Data section:

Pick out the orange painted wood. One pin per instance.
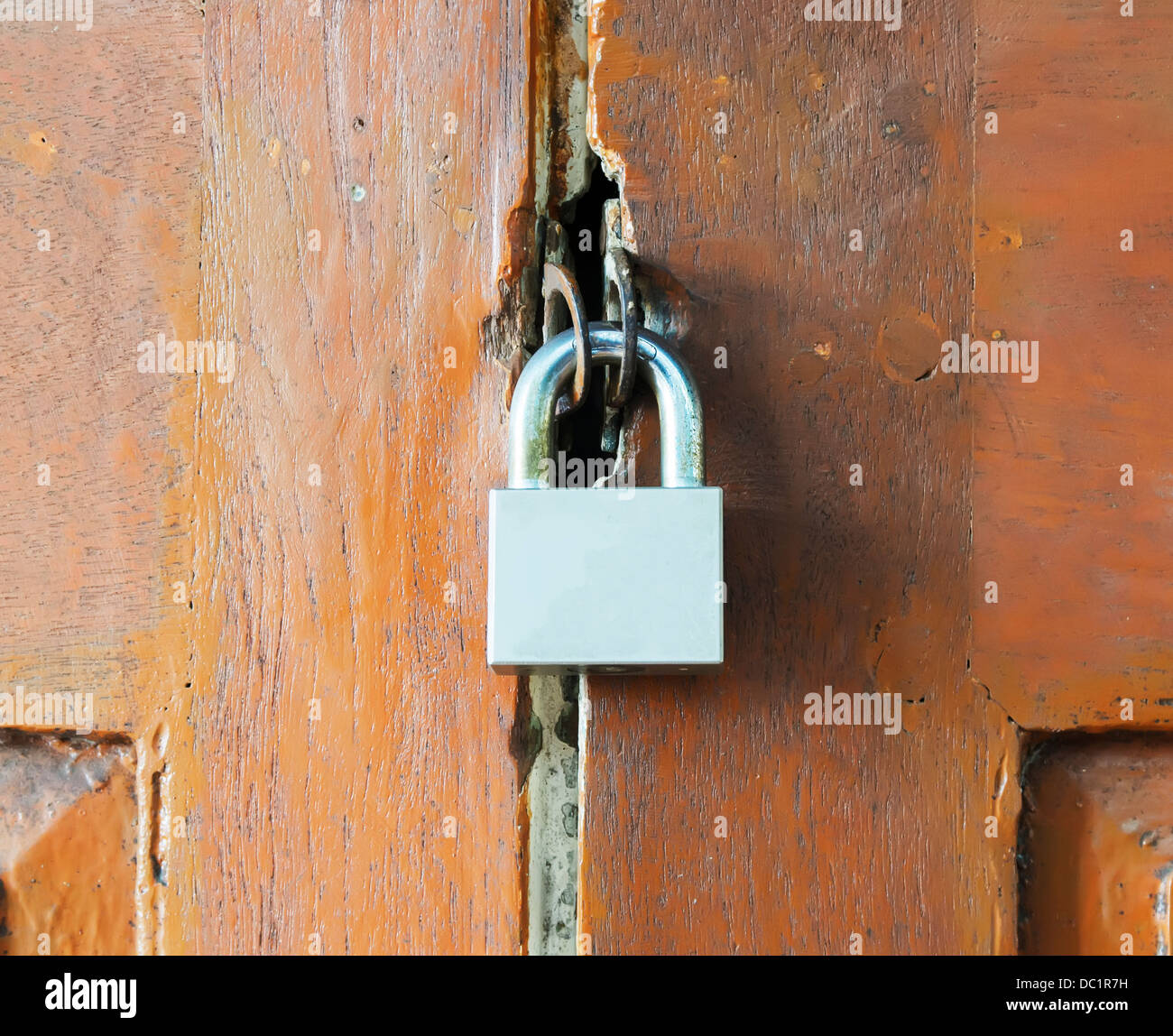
(1098, 845)
(69, 846)
(92, 544)
(356, 788)
(833, 832)
(321, 759)
(1083, 563)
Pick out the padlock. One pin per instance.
(614, 578)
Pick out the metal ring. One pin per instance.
(558, 281)
(617, 274)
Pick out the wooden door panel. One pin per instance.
(832, 831)
(1098, 836)
(100, 145)
(356, 777)
(296, 653)
(1083, 566)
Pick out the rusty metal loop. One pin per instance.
(617, 278)
(559, 281)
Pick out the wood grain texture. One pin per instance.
(832, 831)
(1083, 563)
(90, 547)
(69, 846)
(356, 789)
(1098, 832)
(86, 561)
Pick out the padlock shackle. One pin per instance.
(550, 370)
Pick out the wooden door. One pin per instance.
(254, 567)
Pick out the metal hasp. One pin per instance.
(617, 578)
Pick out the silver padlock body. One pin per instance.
(616, 579)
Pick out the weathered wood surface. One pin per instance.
(832, 831)
(315, 718)
(90, 546)
(387, 824)
(1098, 831)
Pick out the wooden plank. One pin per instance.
(69, 846)
(1083, 567)
(833, 832)
(1098, 847)
(100, 143)
(98, 238)
(356, 790)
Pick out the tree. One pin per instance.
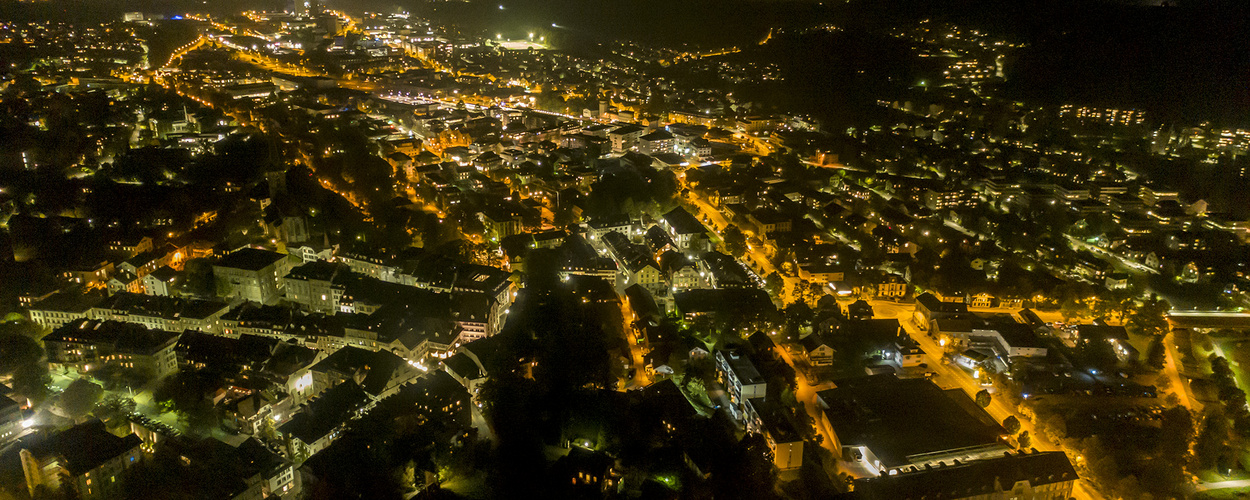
(735, 241)
(1155, 353)
(1211, 439)
(1150, 318)
(983, 398)
(1011, 424)
(774, 284)
(31, 380)
(18, 350)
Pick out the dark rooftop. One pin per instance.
(324, 414)
(899, 419)
(976, 478)
(250, 259)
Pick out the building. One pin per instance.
(320, 421)
(316, 285)
(160, 313)
(251, 274)
(930, 308)
(1010, 340)
(160, 281)
(625, 136)
(686, 231)
(875, 429)
(88, 345)
(376, 373)
(655, 143)
(13, 419)
(63, 306)
(83, 461)
(1036, 475)
(246, 471)
(740, 379)
(771, 420)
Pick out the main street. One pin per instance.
(950, 376)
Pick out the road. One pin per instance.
(950, 376)
(1180, 386)
(1204, 486)
(760, 263)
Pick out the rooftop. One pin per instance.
(899, 419)
(970, 479)
(250, 259)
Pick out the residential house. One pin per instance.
(251, 274)
(88, 345)
(84, 461)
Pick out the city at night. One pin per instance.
(624, 249)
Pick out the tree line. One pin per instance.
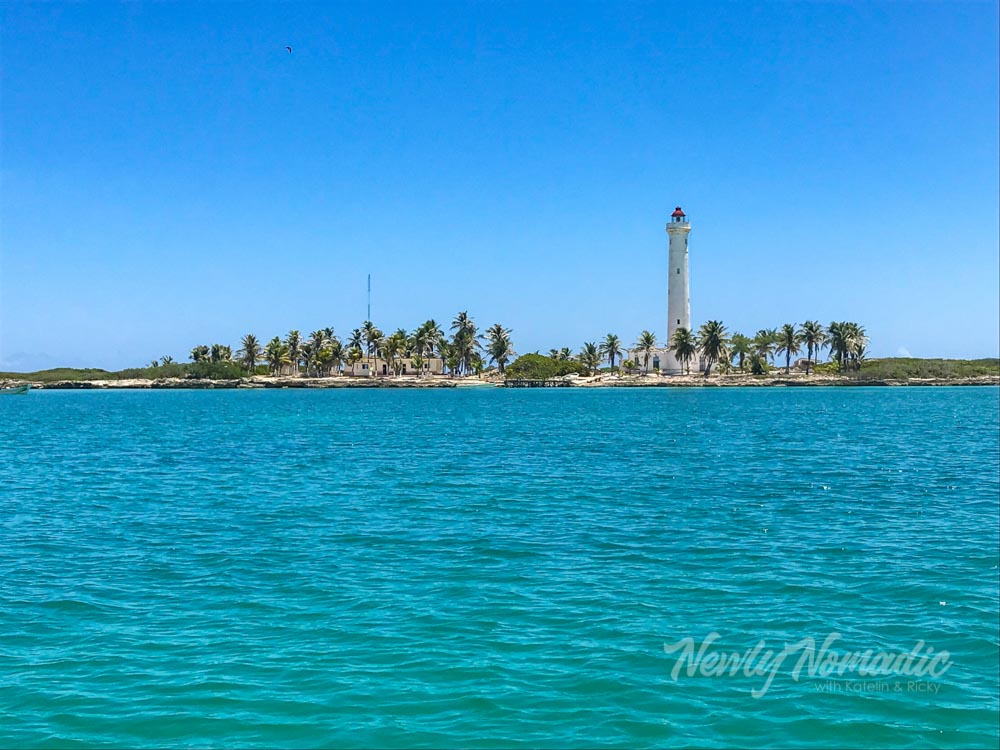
(463, 350)
(847, 343)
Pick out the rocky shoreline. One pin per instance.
(600, 381)
(256, 382)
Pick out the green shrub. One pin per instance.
(540, 367)
(215, 371)
(59, 373)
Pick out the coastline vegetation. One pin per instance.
(465, 351)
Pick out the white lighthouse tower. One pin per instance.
(678, 291)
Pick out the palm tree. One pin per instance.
(590, 357)
(356, 339)
(312, 350)
(764, 341)
(684, 346)
(465, 341)
(250, 353)
(395, 347)
(354, 355)
(857, 343)
(840, 337)
(646, 344)
(498, 347)
(611, 348)
(294, 343)
(217, 353)
(788, 344)
(740, 346)
(276, 355)
(426, 340)
(712, 342)
(336, 350)
(814, 337)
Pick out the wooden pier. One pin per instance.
(527, 383)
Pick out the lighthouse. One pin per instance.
(678, 292)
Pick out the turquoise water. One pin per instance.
(492, 568)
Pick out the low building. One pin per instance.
(660, 360)
(379, 367)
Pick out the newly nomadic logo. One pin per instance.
(824, 663)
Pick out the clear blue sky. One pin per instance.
(172, 176)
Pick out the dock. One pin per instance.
(541, 383)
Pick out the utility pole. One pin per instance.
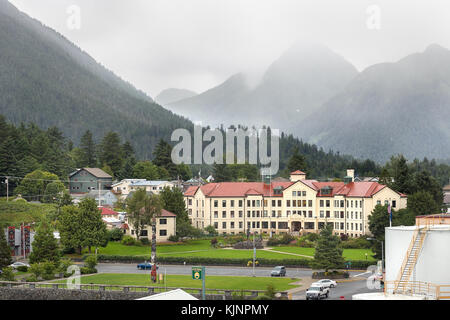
(254, 253)
(7, 189)
(99, 187)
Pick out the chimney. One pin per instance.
(351, 174)
(297, 175)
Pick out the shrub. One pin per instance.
(22, 268)
(90, 262)
(356, 243)
(7, 274)
(87, 270)
(128, 241)
(115, 234)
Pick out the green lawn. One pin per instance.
(194, 248)
(13, 213)
(349, 254)
(202, 248)
(186, 281)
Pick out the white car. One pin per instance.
(327, 283)
(17, 264)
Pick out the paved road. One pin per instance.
(344, 289)
(210, 270)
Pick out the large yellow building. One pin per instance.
(297, 206)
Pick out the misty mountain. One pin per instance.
(47, 80)
(390, 108)
(173, 95)
(293, 86)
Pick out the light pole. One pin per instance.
(382, 252)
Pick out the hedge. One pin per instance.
(299, 263)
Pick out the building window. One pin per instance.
(282, 225)
(163, 233)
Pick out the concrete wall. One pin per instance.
(433, 264)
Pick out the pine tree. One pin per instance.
(328, 254)
(5, 251)
(111, 152)
(297, 162)
(88, 150)
(163, 158)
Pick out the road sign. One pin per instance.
(198, 273)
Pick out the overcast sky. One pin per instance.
(197, 44)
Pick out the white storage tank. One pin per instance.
(433, 263)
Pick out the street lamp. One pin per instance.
(382, 252)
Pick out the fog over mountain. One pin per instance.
(390, 108)
(292, 87)
(173, 95)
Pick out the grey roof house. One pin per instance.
(85, 180)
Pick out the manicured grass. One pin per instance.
(194, 248)
(13, 213)
(116, 248)
(186, 281)
(349, 254)
(202, 248)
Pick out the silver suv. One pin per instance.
(317, 293)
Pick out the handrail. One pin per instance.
(439, 292)
(408, 253)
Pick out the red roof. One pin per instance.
(241, 189)
(108, 212)
(165, 213)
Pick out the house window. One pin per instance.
(144, 233)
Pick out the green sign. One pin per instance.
(198, 273)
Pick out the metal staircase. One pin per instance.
(409, 263)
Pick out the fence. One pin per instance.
(224, 294)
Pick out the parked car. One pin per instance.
(317, 292)
(327, 283)
(17, 264)
(278, 271)
(145, 266)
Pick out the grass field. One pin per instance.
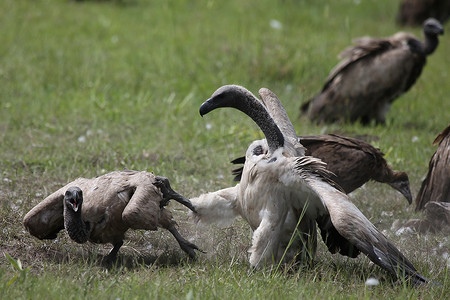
(91, 87)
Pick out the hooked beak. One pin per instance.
(206, 107)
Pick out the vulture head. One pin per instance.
(77, 229)
(73, 199)
(432, 26)
(401, 184)
(238, 97)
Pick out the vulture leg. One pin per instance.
(185, 245)
(112, 255)
(266, 238)
(168, 193)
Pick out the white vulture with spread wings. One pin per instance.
(281, 187)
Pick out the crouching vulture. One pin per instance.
(102, 209)
(436, 186)
(282, 191)
(372, 74)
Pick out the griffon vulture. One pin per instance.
(436, 186)
(102, 209)
(352, 161)
(372, 74)
(279, 188)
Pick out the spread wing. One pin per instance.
(344, 223)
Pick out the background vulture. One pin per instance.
(372, 74)
(436, 186)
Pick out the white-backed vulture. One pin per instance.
(352, 161)
(102, 209)
(372, 74)
(280, 188)
(436, 186)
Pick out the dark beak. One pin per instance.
(206, 107)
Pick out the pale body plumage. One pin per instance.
(372, 74)
(436, 185)
(113, 203)
(278, 185)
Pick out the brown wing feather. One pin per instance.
(436, 185)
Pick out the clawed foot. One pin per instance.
(168, 193)
(189, 248)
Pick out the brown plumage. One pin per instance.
(414, 12)
(352, 161)
(372, 74)
(436, 186)
(102, 209)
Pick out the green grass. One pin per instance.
(91, 87)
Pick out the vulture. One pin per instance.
(414, 12)
(372, 74)
(102, 209)
(352, 161)
(436, 185)
(282, 193)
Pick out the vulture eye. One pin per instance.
(258, 150)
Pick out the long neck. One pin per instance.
(255, 110)
(280, 117)
(430, 44)
(77, 229)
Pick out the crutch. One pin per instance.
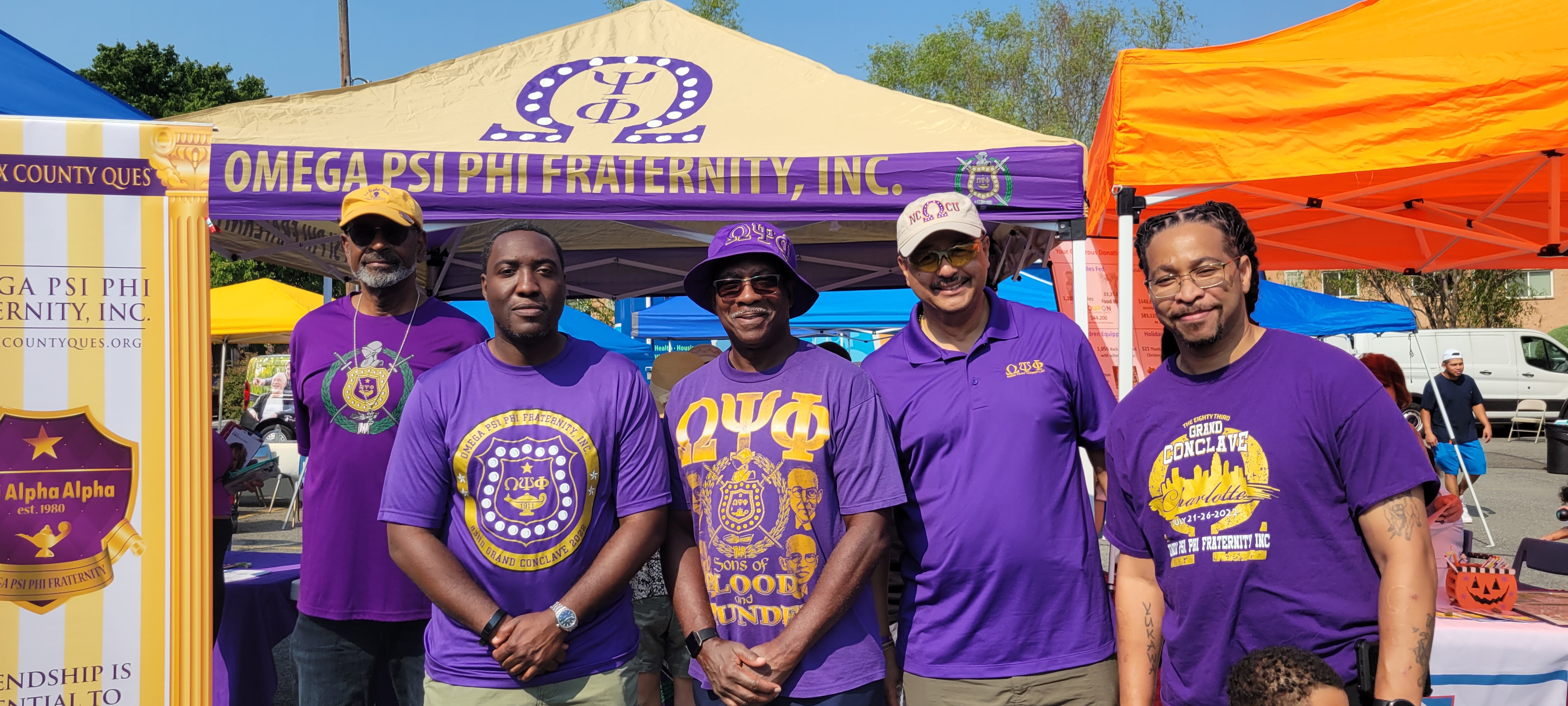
(1449, 424)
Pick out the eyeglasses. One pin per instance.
(763, 285)
(1205, 277)
(363, 234)
(959, 256)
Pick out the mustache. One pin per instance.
(383, 256)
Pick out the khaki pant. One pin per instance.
(614, 688)
(1081, 686)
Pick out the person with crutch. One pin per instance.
(1463, 405)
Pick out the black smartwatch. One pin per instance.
(697, 639)
(495, 625)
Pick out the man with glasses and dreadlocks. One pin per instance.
(1004, 601)
(354, 365)
(1264, 490)
(788, 476)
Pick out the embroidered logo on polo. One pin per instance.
(527, 479)
(1024, 368)
(623, 100)
(755, 515)
(984, 180)
(366, 388)
(1225, 482)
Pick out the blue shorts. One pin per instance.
(1475, 459)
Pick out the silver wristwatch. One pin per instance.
(565, 619)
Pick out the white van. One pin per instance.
(1509, 365)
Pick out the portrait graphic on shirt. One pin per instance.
(755, 506)
(1208, 484)
(366, 390)
(527, 479)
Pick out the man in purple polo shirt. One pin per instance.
(788, 473)
(990, 401)
(527, 486)
(354, 366)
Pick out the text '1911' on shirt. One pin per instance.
(770, 463)
(1244, 487)
(1001, 562)
(523, 473)
(352, 380)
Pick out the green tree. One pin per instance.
(161, 84)
(1456, 299)
(1043, 68)
(717, 12)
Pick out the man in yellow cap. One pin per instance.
(354, 363)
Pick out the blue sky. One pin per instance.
(294, 43)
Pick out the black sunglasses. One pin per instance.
(363, 234)
(763, 285)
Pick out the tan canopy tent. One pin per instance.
(632, 137)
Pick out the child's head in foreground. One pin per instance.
(1285, 677)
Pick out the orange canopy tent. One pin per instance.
(1412, 136)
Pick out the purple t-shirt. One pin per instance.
(770, 463)
(523, 471)
(1001, 565)
(346, 415)
(1244, 487)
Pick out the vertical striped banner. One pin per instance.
(104, 315)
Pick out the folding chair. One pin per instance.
(1540, 556)
(1530, 412)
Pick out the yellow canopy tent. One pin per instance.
(631, 137)
(261, 311)
(1412, 136)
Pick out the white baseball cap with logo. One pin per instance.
(926, 215)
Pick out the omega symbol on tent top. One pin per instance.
(612, 100)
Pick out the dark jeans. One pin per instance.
(222, 537)
(868, 696)
(336, 661)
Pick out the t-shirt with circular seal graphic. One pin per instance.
(352, 379)
(523, 471)
(1244, 487)
(770, 463)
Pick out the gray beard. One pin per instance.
(383, 280)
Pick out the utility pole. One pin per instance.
(342, 40)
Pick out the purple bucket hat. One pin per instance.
(742, 239)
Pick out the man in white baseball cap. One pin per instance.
(990, 404)
(1465, 405)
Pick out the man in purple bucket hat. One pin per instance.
(789, 471)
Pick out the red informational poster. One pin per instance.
(1101, 297)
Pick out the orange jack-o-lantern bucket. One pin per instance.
(1482, 591)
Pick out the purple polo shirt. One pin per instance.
(1001, 564)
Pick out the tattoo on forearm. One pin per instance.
(1424, 647)
(1148, 630)
(1402, 521)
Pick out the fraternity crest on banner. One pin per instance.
(984, 180)
(640, 100)
(70, 490)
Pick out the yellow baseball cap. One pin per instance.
(385, 201)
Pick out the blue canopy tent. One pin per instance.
(576, 325)
(33, 84)
(835, 313)
(1318, 315)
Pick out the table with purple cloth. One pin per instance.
(258, 614)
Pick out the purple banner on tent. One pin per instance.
(253, 183)
(38, 173)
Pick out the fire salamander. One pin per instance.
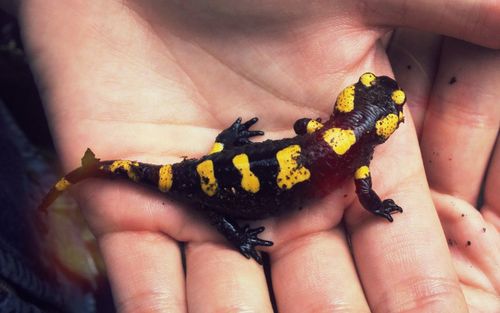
(244, 180)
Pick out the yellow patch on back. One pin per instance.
(387, 125)
(62, 184)
(249, 182)
(345, 100)
(362, 172)
(291, 172)
(368, 79)
(217, 147)
(127, 166)
(401, 117)
(339, 139)
(313, 126)
(398, 96)
(207, 177)
(165, 178)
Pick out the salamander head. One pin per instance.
(376, 102)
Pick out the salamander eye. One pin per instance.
(398, 96)
(368, 79)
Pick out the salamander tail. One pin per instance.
(89, 168)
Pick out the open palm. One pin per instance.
(155, 81)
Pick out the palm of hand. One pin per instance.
(155, 88)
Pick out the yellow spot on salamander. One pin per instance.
(339, 139)
(313, 126)
(291, 172)
(398, 96)
(249, 182)
(217, 147)
(207, 177)
(62, 184)
(165, 179)
(362, 172)
(127, 166)
(387, 125)
(345, 100)
(368, 79)
(401, 117)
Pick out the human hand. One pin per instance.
(129, 79)
(453, 85)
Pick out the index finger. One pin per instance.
(404, 266)
(474, 21)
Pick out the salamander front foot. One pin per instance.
(387, 207)
(238, 133)
(247, 240)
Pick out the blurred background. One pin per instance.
(47, 263)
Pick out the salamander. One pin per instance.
(244, 180)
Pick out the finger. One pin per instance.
(414, 58)
(491, 207)
(404, 266)
(118, 206)
(462, 119)
(315, 273)
(219, 279)
(145, 272)
(474, 21)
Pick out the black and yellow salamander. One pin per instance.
(244, 180)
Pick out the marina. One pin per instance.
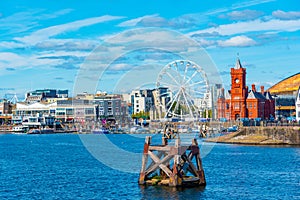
(54, 166)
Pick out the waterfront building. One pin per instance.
(140, 100)
(297, 104)
(111, 108)
(284, 93)
(34, 114)
(240, 102)
(75, 110)
(45, 95)
(5, 111)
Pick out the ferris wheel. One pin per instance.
(180, 86)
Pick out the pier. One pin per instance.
(172, 165)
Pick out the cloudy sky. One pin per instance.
(47, 44)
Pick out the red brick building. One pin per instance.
(240, 102)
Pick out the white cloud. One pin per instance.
(286, 15)
(237, 41)
(24, 21)
(46, 33)
(242, 15)
(134, 22)
(252, 26)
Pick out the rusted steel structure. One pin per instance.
(172, 165)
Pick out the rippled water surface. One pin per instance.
(63, 166)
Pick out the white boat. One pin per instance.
(100, 131)
(19, 129)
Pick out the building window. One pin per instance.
(236, 105)
(227, 106)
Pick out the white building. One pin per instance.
(297, 104)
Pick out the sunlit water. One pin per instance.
(61, 167)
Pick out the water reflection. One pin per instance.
(165, 192)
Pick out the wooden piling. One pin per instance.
(175, 164)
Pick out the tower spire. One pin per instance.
(238, 62)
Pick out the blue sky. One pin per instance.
(44, 44)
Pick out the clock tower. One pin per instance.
(238, 91)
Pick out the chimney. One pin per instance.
(253, 88)
(262, 90)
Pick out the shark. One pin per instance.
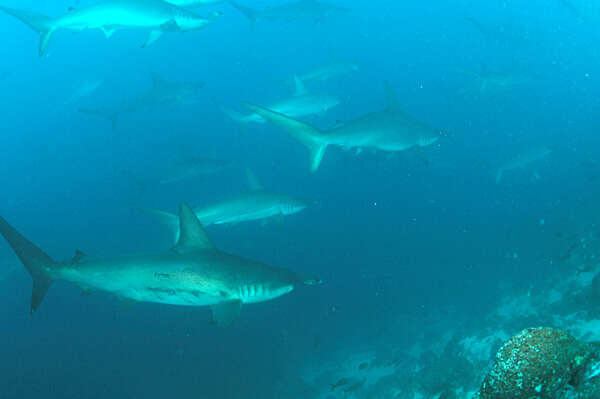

Brief:
State how many lines of the data above contain the string "street". Give only the number.

Exercise output:
2